**ARTICOLO**
_____

Sono le 6.00 di mattina del 16 agosto e finalmente sta per avere inizio la battaglia di Smolensk. Napoleone decide di effettuare un attacco diretto sulla città da più lati forte di 140.000 soldati, con la sua l’artiglieria posta su un’altura per supportare l’assalto. Dal lato opposto, l’esercito russo conta circa 130.000 soldati, divisi in due aree di difesa: Bagration difende i corsi d’acqua per evitare aggiramenti nemici e tagliare un eventuale avanzata diretta su Mosca, mentre Barclay difende la città.
Dopo una giornata di bombardamenti in cui “la città ricordava l’eruzione del Vesuvio”[4], lo scontro in città avviene il giorno successivo ed è estremamente cruento e selvaggio, ma arrivati al 18 agosto, Smolensk viene abbandonata dall’esercito russo e i francesi occupano vittoriosi la città, con cavalleria e parte della fanteria all’inseguimento dei russi in ritirata verso Mosca.
Barclay è sostituito da Alessandro I con il generale Kutuzov, quest’ultimo divenuto quindi comandante supremo di tutte le forze russe. Esso ha carta bianca su come affrontare Napoleone, ma deve rispettare solo un obbligo: non trattare con il nemico per nessuna ragione.
Napoleone sceglie di lasciare Smolensk il 25 agosto per dirigersi verso Mosca, ma a sbarrargli la strada vi è Kutuzov che lo attende, insieme a Barclay e Bagration, nei pressi del villaggio di Borodino, a 125 km da Mosca. La scelta del campo da parte russa non è casuale, perché Alessandro I vuole preservare l’integrità della sua capitale evitando un assedio e così una seconda Smolensk.
A Borodino i russi costruiscono tre ridotte[5] e il loro esercito, composto da 140.000 uomini, viene schierato su un fronte di circa 10 km. I francesi possono schierare 110.000 uomini, a testimonianza che la grande superiorità numerica avuta da Napoleone fino a quel momento non c’è più. Il 7 settembre la battaglia ha inizio e dopo circa 14 ore di scontri, in cui le ridotte passano da uno schieramento all’altro in continuazione, i francesi dominano il campo. Vengono meno di 28.000 uomini francesi e 45.000 uomini russi.
La battaglia di Borodino è un evento senza vincitori e senza vinti: Kutuzov non pretende di annientare i francesi, ma ha come scopo quello di rallentare e fiaccare l’esercito napoleonico, obiettivo che raggiunge nonostante la sconfitta militare. Napoleone invece conquista la vittoria militare, ma non il suo obiettivo primario: quello di annientare totalmente l’esercito russo. Ma adesso la strada per Mosca è finalmente aperta.

_____

**DA FARE**
Riproduci senza modifiche il passo dell'articolo che si apre con le parole contenenti "Sono le 6.00" e si chiude con "difende la città.".

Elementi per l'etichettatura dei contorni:
_____

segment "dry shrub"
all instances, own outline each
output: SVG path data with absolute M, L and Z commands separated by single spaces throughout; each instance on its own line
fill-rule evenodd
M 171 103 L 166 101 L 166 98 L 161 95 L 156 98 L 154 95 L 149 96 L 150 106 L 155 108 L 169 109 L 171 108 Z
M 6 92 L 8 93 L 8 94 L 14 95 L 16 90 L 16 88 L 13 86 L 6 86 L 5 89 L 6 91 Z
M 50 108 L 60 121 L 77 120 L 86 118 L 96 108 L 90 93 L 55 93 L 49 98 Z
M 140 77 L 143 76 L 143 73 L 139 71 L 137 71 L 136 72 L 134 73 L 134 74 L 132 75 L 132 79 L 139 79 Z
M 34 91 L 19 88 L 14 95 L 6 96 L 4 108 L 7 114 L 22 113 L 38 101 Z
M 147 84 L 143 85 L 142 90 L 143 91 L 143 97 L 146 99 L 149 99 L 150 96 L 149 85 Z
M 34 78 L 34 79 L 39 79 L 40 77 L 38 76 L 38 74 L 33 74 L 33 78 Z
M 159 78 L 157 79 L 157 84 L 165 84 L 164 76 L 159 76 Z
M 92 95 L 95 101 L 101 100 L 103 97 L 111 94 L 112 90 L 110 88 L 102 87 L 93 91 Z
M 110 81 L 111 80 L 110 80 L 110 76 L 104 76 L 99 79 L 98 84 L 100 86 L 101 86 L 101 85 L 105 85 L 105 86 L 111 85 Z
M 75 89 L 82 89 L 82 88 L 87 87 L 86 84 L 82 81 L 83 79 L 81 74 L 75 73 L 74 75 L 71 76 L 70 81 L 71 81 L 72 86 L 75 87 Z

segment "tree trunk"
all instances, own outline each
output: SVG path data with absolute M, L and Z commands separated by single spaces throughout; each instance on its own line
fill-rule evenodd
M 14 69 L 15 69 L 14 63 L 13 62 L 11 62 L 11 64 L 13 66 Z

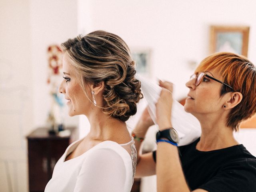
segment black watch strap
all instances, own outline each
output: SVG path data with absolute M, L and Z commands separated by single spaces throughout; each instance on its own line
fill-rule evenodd
M 170 129 L 173 128 L 170 128 L 168 129 L 165 129 L 162 131 L 159 131 L 156 133 L 156 140 L 159 140 L 161 138 L 164 138 L 167 139 L 173 143 L 176 143 L 176 142 L 174 141 L 171 137 L 170 134 Z

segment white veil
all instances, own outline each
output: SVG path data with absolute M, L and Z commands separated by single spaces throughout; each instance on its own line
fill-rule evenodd
M 137 75 L 136 78 L 141 82 L 141 89 L 144 98 L 148 103 L 148 112 L 155 124 L 157 124 L 156 116 L 156 103 L 157 102 L 162 88 L 155 83 Z M 172 112 L 172 124 L 180 137 L 179 146 L 193 142 L 201 135 L 199 122 L 194 116 L 184 110 L 183 106 L 173 100 Z

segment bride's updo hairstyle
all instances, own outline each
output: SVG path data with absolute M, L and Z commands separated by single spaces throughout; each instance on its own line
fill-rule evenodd
M 92 96 L 89 96 L 84 85 L 104 82 L 104 104 L 98 106 L 104 113 L 123 122 L 136 113 L 136 104 L 143 98 L 140 82 L 135 78 L 135 62 L 121 38 L 96 31 L 69 39 L 61 47 L 75 67 L 79 84 L 92 102 Z

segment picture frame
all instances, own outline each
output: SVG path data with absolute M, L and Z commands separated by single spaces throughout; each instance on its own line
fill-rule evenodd
M 150 76 L 151 50 L 149 48 L 133 48 L 131 49 L 132 59 L 135 62 L 136 72 L 142 76 Z
M 231 52 L 247 56 L 250 27 L 211 26 L 210 54 Z

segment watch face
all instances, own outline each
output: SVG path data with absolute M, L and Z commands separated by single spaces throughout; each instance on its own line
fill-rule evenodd
M 180 138 L 178 133 L 174 128 L 170 129 L 170 135 L 171 136 L 172 139 L 176 143 L 178 143 L 180 140 Z

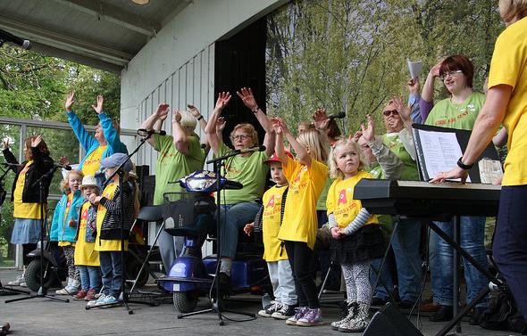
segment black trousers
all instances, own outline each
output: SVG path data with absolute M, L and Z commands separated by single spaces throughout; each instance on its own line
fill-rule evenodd
M 318 308 L 320 307 L 314 284 L 314 254 L 304 242 L 284 242 L 288 258 L 293 270 L 299 307 Z

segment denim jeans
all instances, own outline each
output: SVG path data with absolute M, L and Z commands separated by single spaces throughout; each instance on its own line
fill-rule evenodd
M 268 262 L 267 268 L 276 300 L 282 305 L 296 305 L 297 301 L 297 291 L 289 260 Z
M 255 221 L 260 204 L 246 201 L 222 206 L 221 243 L 222 257 L 234 258 L 238 247 L 238 234 L 247 223 Z
M 448 236 L 452 237 L 454 224 L 452 222 L 434 222 Z M 485 254 L 485 217 L 461 217 L 460 223 L 461 247 L 471 255 L 478 263 L 487 266 L 487 256 Z M 434 301 L 443 306 L 452 306 L 453 291 L 453 250 L 441 238 L 437 242 L 437 256 L 431 269 L 432 279 L 437 278 L 437 288 L 434 289 Z M 468 303 L 478 295 L 482 289 L 487 287 L 489 281 L 470 262 L 463 258 L 464 267 L 464 280 L 466 283 Z M 432 283 L 432 285 L 434 283 Z M 436 298 L 437 295 L 437 298 Z M 476 307 L 484 307 L 486 300 L 481 300 Z
M 84 291 L 95 290 L 98 291 L 101 288 L 101 268 L 95 266 L 77 266 L 80 274 L 80 288 Z
M 494 258 L 527 320 L 527 185 L 502 186 Z
M 99 259 L 103 274 L 103 292 L 119 299 L 122 284 L 121 251 L 100 251 Z
M 395 223 L 394 223 L 395 224 Z M 404 219 L 398 223 L 394 233 L 391 248 L 394 252 L 399 297 L 402 300 L 415 301 L 419 296 L 421 287 L 421 255 L 419 254 L 419 243 L 421 242 L 421 222 Z M 372 266 L 377 271 L 381 259 L 375 259 Z M 372 272 L 375 275 L 374 272 Z M 376 276 L 374 276 L 376 278 Z M 381 270 L 381 279 L 386 288 L 393 289 L 394 281 L 388 265 Z M 371 279 L 374 284 L 375 279 Z M 374 296 L 382 300 L 387 300 L 389 294 L 386 288 L 380 284 L 375 289 Z

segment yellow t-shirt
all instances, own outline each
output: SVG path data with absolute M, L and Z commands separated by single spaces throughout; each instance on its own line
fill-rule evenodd
M 503 120 L 508 153 L 502 184 L 527 184 L 527 18 L 507 27 L 496 40 L 489 88 L 500 84 L 513 88 Z
M 289 189 L 279 239 L 305 242 L 313 250 L 318 227 L 316 201 L 328 179 L 328 166 L 315 160 L 311 160 L 309 169 L 293 159 L 283 165 Z
M 79 238 L 75 246 L 75 265 L 100 266 L 99 252 L 95 250 L 95 242 L 86 242 L 86 219 L 90 203 L 82 204 L 80 218 L 79 219 Z
M 117 184 L 114 183 L 111 183 L 103 191 L 103 197 L 107 198 L 108 200 L 113 200 L 113 196 L 115 194 L 115 189 L 117 189 Z M 105 219 L 105 216 L 106 215 L 106 208 L 103 207 L 99 204 L 97 208 L 97 220 L 96 220 L 96 227 L 97 227 L 97 236 L 96 238 L 96 247 L 95 250 L 100 251 L 115 251 L 121 250 L 121 240 L 119 239 L 101 239 L 101 229 L 103 227 L 103 220 Z M 128 250 L 128 239 L 124 241 L 124 250 Z
M 68 201 L 66 202 L 66 210 L 64 211 L 64 217 L 63 218 L 63 222 L 64 222 L 64 225 L 63 226 L 63 234 L 61 234 L 61 237 L 64 236 L 64 229 L 68 225 L 68 223 L 66 223 L 66 218 L 68 217 L 68 213 L 70 213 L 70 208 L 71 207 L 72 201 L 73 201 L 73 193 L 68 193 Z M 59 246 L 75 246 L 75 243 L 71 242 L 61 241 L 61 242 L 59 242 L 58 245 Z
M 287 185 L 274 185 L 265 192 L 262 198 L 264 201 L 264 213 L 262 214 L 264 259 L 267 262 L 288 258 L 286 249 L 282 249 L 281 241 L 278 239 L 280 227 L 282 196 L 287 188 Z
M 345 180 L 339 178 L 333 182 L 328 192 L 328 215 L 333 214 L 337 225 L 341 229 L 356 217 L 363 205 L 359 200 L 354 200 L 353 192 L 356 184 L 363 178 L 372 178 L 372 174 L 364 171 L 359 171 L 355 176 L 348 177 Z M 366 222 L 368 224 L 377 224 L 379 219 L 377 215 L 372 215 Z
M 84 162 L 82 163 L 82 173 L 84 176 L 87 175 L 96 175 L 96 173 L 101 168 L 101 159 L 103 159 L 103 153 L 106 150 L 105 146 L 99 146 L 95 151 L 89 154 L 88 157 L 86 158 Z
M 40 203 L 23 203 L 22 202 L 22 193 L 24 191 L 24 185 L 26 184 L 26 174 L 29 166 L 33 164 L 33 160 L 30 160 L 26 163 L 23 169 L 21 171 L 18 179 L 16 180 L 16 186 L 14 187 L 13 193 L 13 217 L 15 218 L 27 218 L 27 219 L 40 219 Z M 38 186 L 37 186 L 38 188 Z

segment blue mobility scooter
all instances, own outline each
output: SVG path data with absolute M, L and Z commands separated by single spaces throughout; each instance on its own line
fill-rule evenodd
M 222 189 L 242 187 L 223 177 L 220 181 Z M 216 191 L 216 183 L 215 173 L 197 171 L 180 180 L 187 193 L 165 195 L 165 199 L 177 201 L 169 201 L 163 208 L 164 230 L 183 236 L 185 243 L 167 276 L 157 281 L 164 290 L 173 292 L 174 307 L 180 313 L 194 311 L 200 296 L 212 298 L 214 275 L 219 268 L 217 256 L 203 258 L 202 246 L 207 235 L 213 236 L 216 231 L 217 206 L 211 196 Z M 238 250 L 243 252 L 238 252 L 232 260 L 230 286 L 222 294 L 272 292 L 267 265 L 262 259 L 263 248 L 239 242 Z

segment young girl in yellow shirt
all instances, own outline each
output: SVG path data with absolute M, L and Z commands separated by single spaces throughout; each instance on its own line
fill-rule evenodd
M 331 259 L 342 267 L 348 314 L 331 328 L 344 332 L 362 332 L 368 325 L 372 300 L 369 269 L 372 259 L 382 256 L 385 244 L 376 215 L 354 200 L 356 184 L 372 178 L 362 169 L 366 165 L 360 146 L 353 140 L 339 140 L 330 154 L 330 186 L 326 206 L 331 242 Z
M 330 144 L 325 134 L 317 129 L 305 130 L 295 138 L 280 119 L 273 119 L 276 132 L 275 151 L 289 182 L 282 225 L 278 238 L 286 246 L 293 270 L 298 308 L 286 323 L 290 325 L 323 324 L 316 286 L 313 248 L 316 239 L 316 202 L 328 178 Z M 297 153 L 297 160 L 284 152 L 284 135 Z

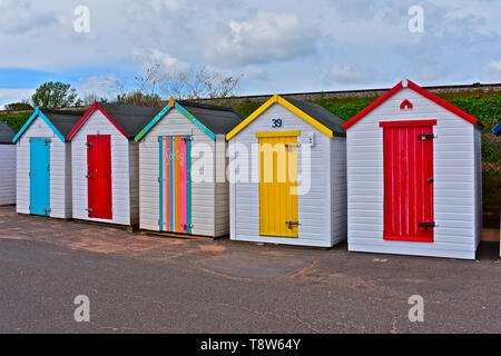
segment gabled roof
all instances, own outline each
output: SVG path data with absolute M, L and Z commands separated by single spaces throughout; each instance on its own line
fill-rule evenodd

_____

**RISPOSTA**
Sono le 6.00 di mattina del 16 agosto e finalmente sta per avere inizio la battaglia di Smolensk. Napoleone decide di effettuare un attacco diretto sulla città da più lati forte di 140.000 soldati, con la sua l’artiglieria posta su un’altura per supportare l’assalto. Dal lato opposto, l’esercito russo conta circa 130.000 soldati, divisi in due aree di difesa: Bagration difende i corsi d’acqua per evitare aggiramenti nemici e tagliare un eventuale avanzata diretta su Mosca, mentre Barclay difende la città.